Exercise => Could you copy every record exactly as it appears?

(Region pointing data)

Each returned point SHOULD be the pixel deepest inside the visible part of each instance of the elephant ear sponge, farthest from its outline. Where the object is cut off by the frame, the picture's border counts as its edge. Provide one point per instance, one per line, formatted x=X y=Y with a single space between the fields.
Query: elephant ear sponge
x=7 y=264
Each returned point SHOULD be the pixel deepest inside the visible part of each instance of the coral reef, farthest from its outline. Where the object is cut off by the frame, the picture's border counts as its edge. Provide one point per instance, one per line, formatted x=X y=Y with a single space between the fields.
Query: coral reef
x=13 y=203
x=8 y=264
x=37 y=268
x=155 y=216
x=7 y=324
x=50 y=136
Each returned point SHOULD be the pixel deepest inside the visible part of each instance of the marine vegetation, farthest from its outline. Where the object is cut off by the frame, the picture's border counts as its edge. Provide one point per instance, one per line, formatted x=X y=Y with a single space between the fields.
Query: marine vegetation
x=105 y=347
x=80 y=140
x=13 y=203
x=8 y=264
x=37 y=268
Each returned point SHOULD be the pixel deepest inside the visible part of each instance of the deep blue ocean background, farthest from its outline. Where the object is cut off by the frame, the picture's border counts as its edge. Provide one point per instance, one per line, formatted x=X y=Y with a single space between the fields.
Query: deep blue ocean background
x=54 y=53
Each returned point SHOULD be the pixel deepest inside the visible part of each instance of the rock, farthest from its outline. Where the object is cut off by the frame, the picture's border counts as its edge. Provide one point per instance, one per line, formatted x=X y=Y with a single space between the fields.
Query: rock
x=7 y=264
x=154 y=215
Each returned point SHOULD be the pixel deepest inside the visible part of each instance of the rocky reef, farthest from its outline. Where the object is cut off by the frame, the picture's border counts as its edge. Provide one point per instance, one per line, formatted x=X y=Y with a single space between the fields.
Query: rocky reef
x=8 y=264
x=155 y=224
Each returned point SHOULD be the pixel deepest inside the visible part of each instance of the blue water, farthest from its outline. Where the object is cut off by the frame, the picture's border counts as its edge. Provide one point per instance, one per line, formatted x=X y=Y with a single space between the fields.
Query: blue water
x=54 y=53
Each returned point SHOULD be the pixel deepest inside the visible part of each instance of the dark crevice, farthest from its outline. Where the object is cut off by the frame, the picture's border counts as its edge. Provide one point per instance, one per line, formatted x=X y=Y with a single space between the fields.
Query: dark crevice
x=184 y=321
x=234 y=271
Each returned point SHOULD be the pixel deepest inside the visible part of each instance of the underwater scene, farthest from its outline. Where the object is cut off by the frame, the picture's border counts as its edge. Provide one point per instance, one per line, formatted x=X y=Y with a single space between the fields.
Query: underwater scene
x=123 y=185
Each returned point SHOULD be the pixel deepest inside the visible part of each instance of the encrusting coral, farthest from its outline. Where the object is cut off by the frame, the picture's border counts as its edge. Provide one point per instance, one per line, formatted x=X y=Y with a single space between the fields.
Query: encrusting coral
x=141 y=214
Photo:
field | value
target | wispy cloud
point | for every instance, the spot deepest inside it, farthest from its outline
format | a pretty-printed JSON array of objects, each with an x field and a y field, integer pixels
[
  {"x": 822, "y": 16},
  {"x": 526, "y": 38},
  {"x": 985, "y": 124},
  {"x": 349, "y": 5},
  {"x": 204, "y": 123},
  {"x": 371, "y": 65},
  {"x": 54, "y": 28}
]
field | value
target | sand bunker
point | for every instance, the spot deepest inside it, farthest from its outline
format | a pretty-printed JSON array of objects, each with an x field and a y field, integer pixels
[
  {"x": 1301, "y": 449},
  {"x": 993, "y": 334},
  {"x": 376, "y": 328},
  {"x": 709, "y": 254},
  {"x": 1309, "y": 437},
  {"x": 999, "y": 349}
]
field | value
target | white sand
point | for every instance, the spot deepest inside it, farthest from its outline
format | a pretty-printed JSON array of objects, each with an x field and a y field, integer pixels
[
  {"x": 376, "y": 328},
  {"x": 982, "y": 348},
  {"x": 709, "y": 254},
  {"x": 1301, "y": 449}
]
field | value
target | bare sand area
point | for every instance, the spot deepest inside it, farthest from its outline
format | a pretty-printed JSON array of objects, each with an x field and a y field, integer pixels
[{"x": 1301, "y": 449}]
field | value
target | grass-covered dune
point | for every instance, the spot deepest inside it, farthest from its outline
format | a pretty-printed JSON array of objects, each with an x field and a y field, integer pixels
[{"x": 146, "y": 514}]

Task response =>
Each returned point SHOULD be the pixel deepest inside the visible part of each instance of the elephant ear sponge, farthest from its outline. Where the object is cut off by the frame, the picture's border counts as its edge. Provide one point per instance, one per line, formatted x=X y=Y with a single space between the fields.
Query: elephant ear sponge
x=7 y=264
Each returned point SHOULD be the pixel deepest inside the visible part of each instance of the coral reef, farthest from its outline. Where the object is cut off by the frame, the picture's border counts as its edge. Provide one point per instance, one per line, formatted x=X y=Y with a single space between the fields.
Query: coral reef
x=13 y=203
x=8 y=264
x=37 y=268
x=155 y=216
x=7 y=324
x=50 y=136
Each returned point SHOULD be the pixel deepest inside the visible part of each instance of the marine vegetation, farthest from its outline. Where the object is cut off by the frame, the picture's border counts as its edge. Provide one point per instance, one per line, formatted x=X y=Y with a single space between the fields.
Query: marine vegetation
x=105 y=347
x=80 y=140
x=13 y=203
x=8 y=264
x=37 y=268
Each returned point SHOULD be the pixel deepest inside the visible part of each instance of the deep blue ocean background, farthest from its outline. Where the object is cut off by the frame, the picture's border counts as its edge. Provide one point per instance, one per line, formatted x=X y=Y with a single space between the fields.
Query: deep blue ocean background
x=54 y=53
Each returned point SHOULD be the pixel deepest inside the visible part of each instance of the rock, farthest from its outline. Where the object is cut off by the frame, the picture's border counts as its edge. Provide one point per instance, one per line, formatted x=X y=Y with a single space between the fields.
Query: rock
x=7 y=264
x=154 y=215
Each returned point SHOULD be the pixel deepest inside the visible part of each instance of the rocky reef, farthest from its outline. Where the object is cut off by the frame, the picture's border counts as its edge. Provide one point per instance, one per line, formatted x=X y=Y with a single space between the fields.
Query: rocky reef
x=8 y=264
x=155 y=224
Each returned point SHOULD be the pixel deepest inside the visible part of each instance of the blue water, farthest from its outline. Where the object is cut off by the frame, the picture's border counts as its edge. Provide one point per instance, one per line, formatted x=X y=Y with a single space between the fields.
Query: blue water
x=54 y=53
Each returned point SHOULD be the pixel deepest inside the visible part of each instance of the dark crevice, farthest from its outline. Where the object is cut off by the frame, the picture's border counts as its edge. Provide one point per instance, one per line, formatted x=X y=Y with a single space between the fields.
Query: dark crevice
x=184 y=321
x=234 y=271
Each returned point SHOULD be the pixel deepest inside the visible part of each instance of the underwater scene, farthest from its outline. Where the object is cut off by the frame, the picture's border counts as its edge. Provide one point per instance, one per line, formatted x=X y=Y with a single space between the fields.
Query: underwater scene
x=123 y=185
Each returned point SHOULD be the pixel deepest inside the visible part of each instance of the encrusting coral, farthest from its outline. Where the object is cut off by the frame, the picture's border counts as its edge. Provide one point per instance, one per line, formatted x=X y=Y with a single space between the fields.
Query: encrusting coral
x=141 y=214
Photo:
field | value
target | wispy cloud
point | for every instance, the spot deepest inside it, farthest from its outline
format | a pretty-printed JSON array of objects, each with an x field and a y field, integer pixels
[
  {"x": 822, "y": 16},
  {"x": 526, "y": 38},
  {"x": 985, "y": 124},
  {"x": 349, "y": 5},
  {"x": 204, "y": 123},
  {"x": 371, "y": 65},
  {"x": 54, "y": 28}
]
field | value
target | sand bunker
point | for every instance, the spot deepest inside it, farthest from its outline
format | a pretty-printed JSON array of objects, each with an x field and a y field, integer pixels
[
  {"x": 1301, "y": 449},
  {"x": 993, "y": 334},
  {"x": 376, "y": 328},
  {"x": 709, "y": 254},
  {"x": 1309, "y": 437},
  {"x": 999, "y": 349}
]
field | value
target | white sand
point | for every instance, the spot deepest inside it, farthest from its outline
format | a pretty-printed JSON array of objects, each with an x field and a y field, integer pixels
[
  {"x": 376, "y": 328},
  {"x": 982, "y": 348},
  {"x": 709, "y": 254},
  {"x": 1301, "y": 449}
]
field | value
target | bare sand area
point | for every instance, the spot deepest inside it, farthest from its outline
format | a pretty-printed JSON array of objects, each with an x field and a y field, integer pixels
[{"x": 1301, "y": 449}]
field | value
target | grass-covered dune
point | for every instance, the spot deepest inside it, farthest from its outline
format | a pretty-printed JSON array of objects, each with an x field and a y field, integer pixels
[{"x": 146, "y": 514}]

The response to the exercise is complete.